(Stored records)
=-=-=-=-=

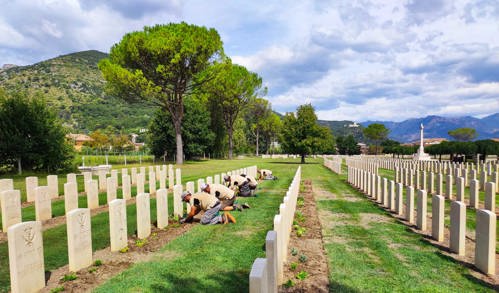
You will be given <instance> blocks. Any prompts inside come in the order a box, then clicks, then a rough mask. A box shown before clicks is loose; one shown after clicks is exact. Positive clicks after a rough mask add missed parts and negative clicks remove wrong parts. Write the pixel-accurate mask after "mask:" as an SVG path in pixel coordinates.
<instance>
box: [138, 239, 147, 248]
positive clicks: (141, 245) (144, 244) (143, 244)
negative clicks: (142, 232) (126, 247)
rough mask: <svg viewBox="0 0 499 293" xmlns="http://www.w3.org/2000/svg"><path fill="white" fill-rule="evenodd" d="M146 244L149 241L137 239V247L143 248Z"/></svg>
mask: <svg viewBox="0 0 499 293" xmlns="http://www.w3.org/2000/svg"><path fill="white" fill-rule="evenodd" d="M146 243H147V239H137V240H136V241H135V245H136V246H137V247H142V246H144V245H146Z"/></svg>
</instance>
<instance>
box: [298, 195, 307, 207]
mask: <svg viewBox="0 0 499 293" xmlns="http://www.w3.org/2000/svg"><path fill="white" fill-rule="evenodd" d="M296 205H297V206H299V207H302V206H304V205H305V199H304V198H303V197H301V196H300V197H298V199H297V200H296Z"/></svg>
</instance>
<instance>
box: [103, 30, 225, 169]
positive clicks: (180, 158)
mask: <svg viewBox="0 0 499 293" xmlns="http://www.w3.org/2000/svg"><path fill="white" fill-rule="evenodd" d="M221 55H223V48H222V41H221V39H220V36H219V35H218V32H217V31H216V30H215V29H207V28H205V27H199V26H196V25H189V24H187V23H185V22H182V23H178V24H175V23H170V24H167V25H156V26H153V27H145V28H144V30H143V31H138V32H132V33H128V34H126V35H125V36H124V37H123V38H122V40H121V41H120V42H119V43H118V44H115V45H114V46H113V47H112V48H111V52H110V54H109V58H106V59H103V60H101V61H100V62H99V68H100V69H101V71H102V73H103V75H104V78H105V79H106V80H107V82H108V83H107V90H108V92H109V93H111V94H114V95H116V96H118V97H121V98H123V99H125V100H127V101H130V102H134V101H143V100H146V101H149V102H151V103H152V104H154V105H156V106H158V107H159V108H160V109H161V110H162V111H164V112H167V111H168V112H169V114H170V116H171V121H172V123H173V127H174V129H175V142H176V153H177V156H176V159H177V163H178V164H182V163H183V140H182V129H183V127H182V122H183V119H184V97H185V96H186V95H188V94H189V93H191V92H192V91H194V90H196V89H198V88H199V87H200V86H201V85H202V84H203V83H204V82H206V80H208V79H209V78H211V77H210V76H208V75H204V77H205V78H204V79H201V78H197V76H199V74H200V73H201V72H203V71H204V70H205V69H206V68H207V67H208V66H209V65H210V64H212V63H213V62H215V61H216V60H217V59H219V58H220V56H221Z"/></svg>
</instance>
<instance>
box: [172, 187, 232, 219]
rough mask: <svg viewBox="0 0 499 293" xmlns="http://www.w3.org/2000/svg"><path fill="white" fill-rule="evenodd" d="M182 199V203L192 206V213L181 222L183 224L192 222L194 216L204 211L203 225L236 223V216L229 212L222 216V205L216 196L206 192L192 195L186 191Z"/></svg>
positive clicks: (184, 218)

=-=-=-=-=

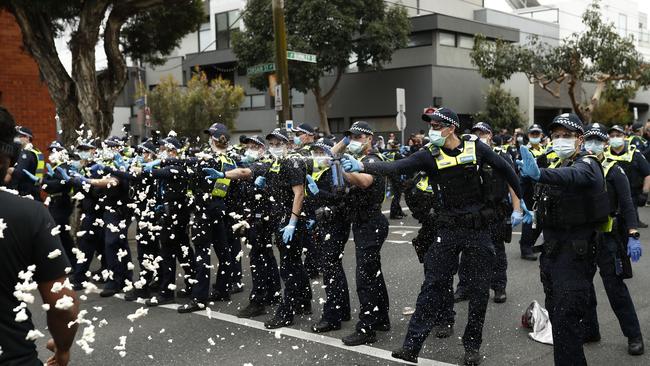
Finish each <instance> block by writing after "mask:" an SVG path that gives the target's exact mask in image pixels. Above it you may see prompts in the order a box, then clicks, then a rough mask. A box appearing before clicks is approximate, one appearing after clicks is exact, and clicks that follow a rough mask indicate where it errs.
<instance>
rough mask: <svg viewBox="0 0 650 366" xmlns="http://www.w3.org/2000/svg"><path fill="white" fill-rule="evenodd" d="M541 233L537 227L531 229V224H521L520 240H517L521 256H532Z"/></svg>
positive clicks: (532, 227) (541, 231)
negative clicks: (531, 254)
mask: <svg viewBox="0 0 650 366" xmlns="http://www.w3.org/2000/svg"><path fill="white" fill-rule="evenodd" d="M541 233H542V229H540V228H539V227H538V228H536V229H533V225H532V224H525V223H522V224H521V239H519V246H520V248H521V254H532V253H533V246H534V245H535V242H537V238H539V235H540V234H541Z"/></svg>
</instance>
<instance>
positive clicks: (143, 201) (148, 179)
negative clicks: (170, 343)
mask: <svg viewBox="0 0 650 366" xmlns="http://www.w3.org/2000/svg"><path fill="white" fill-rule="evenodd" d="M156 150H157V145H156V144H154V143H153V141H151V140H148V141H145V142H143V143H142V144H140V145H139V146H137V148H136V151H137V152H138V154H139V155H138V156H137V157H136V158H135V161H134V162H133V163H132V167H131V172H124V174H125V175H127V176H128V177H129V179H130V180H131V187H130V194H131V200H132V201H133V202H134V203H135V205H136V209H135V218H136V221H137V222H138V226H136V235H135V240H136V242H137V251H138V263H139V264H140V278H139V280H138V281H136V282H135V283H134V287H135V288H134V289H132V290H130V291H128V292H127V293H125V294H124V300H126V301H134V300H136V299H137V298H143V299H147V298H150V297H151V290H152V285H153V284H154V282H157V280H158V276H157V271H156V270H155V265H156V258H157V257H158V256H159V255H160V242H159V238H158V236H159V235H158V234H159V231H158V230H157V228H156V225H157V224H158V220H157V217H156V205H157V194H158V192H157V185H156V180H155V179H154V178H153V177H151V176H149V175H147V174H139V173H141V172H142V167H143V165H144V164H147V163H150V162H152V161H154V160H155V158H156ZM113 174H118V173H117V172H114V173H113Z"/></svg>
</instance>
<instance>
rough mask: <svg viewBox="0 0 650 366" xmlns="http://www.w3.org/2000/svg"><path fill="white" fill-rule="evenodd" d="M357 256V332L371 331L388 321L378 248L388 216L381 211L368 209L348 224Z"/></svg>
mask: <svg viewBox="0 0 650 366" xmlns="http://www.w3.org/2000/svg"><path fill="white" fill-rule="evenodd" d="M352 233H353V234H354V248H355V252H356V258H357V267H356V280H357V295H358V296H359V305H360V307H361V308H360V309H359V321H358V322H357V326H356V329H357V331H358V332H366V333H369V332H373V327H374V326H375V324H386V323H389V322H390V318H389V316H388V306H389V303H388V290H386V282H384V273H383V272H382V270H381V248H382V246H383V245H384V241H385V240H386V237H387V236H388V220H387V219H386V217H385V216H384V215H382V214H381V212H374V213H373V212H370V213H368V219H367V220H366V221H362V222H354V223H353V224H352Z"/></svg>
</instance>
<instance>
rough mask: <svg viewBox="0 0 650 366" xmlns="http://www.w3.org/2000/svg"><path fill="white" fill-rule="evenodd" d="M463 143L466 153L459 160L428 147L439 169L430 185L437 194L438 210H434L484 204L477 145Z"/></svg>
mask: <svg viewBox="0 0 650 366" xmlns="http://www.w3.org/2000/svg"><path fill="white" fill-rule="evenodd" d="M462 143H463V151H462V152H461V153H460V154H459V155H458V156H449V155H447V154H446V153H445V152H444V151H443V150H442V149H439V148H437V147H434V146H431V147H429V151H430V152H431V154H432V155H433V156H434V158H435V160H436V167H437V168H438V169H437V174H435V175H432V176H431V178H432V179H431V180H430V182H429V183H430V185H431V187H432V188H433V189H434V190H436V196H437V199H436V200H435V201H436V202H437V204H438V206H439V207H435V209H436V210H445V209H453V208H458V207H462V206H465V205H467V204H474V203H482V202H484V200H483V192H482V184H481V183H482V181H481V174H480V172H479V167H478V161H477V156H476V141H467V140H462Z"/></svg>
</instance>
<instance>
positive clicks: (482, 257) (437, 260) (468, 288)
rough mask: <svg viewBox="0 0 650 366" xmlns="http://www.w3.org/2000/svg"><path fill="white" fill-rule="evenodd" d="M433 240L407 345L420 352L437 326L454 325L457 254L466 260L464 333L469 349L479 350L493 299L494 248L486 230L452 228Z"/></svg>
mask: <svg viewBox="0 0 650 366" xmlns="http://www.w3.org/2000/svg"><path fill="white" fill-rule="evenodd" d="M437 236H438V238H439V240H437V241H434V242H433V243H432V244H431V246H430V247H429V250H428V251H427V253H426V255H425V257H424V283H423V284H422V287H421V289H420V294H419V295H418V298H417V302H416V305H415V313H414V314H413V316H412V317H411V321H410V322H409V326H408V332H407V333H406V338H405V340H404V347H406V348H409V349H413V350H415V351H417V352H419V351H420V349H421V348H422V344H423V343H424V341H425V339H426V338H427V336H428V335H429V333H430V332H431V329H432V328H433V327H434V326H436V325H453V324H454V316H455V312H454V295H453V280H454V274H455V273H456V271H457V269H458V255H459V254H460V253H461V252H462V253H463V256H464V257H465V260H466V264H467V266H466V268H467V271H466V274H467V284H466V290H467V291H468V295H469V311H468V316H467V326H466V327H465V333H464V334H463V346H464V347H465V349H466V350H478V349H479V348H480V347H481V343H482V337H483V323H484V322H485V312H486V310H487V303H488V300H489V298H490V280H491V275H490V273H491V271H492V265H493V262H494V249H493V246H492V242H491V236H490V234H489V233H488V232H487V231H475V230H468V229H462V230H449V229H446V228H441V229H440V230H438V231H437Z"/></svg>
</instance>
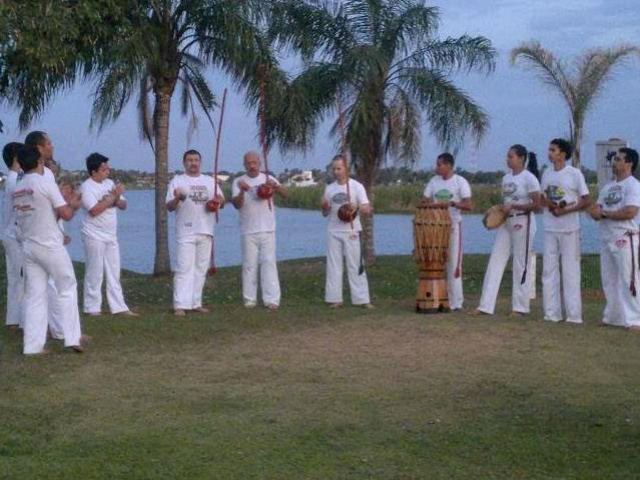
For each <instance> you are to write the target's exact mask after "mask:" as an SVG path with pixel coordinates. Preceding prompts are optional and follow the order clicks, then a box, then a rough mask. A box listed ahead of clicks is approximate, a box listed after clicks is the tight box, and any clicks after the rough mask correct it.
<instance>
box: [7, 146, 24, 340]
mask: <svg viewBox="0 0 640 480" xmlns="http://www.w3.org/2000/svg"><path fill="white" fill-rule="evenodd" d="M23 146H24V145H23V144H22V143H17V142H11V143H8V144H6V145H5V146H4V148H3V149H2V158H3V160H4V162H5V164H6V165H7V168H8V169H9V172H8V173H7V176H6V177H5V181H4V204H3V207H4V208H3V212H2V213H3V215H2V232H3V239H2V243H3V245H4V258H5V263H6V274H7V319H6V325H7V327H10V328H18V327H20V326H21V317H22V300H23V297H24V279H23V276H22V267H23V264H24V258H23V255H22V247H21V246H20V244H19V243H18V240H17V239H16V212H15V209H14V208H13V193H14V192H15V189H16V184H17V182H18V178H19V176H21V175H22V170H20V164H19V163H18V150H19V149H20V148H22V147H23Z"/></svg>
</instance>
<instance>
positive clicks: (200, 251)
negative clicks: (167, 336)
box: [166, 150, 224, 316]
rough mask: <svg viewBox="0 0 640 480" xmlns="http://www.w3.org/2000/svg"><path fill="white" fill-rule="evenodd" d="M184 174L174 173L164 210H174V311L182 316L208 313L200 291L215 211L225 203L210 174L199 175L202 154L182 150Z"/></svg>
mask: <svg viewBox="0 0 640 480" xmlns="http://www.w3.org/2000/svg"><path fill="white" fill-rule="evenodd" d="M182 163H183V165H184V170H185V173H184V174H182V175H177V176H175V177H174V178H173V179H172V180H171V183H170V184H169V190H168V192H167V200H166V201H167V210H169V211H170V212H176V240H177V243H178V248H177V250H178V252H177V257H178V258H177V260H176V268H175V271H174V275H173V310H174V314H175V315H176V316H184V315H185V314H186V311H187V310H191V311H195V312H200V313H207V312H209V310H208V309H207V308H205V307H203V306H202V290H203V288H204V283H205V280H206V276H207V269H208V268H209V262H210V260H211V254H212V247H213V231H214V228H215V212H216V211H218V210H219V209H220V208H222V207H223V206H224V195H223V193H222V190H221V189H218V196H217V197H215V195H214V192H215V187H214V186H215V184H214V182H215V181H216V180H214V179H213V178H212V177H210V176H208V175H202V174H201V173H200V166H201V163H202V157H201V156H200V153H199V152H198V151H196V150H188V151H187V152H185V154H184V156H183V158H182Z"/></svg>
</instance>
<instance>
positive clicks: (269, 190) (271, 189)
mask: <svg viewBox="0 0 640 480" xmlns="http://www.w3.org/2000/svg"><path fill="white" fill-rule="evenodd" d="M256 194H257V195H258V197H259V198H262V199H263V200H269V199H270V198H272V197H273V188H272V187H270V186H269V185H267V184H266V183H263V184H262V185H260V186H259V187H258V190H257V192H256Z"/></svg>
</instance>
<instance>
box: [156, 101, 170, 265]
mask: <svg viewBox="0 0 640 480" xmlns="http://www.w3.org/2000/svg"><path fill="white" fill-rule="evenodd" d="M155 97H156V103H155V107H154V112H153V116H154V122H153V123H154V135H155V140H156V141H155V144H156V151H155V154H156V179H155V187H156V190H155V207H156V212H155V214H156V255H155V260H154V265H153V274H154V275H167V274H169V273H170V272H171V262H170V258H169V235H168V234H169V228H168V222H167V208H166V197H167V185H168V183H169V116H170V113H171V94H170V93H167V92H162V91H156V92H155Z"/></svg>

=-=-=-=-=

» Assignment
Copy out everything in the listing from the line containing "Finish each <instance>" down to the line containing "positive clicks: (532, 227) (541, 231)", both of those lines included.

» Written response
Finish each <instance> block by writing after "mask:" an SVG path that gives the target's exact mask in image pixels. Above it you may see prompts in the order a box, then clicks, then a rough mask. A box appearing before clicks is approximate, one appearing after clicks is exact, and clicks that follow a rough mask indicate where it errs.
<instance>
rough mask: <svg viewBox="0 0 650 366" xmlns="http://www.w3.org/2000/svg"><path fill="white" fill-rule="evenodd" d="M541 233L537 227L531 229V224H521L520 240H517L521 256H532Z"/></svg>
positive clicks: (532, 227) (541, 231)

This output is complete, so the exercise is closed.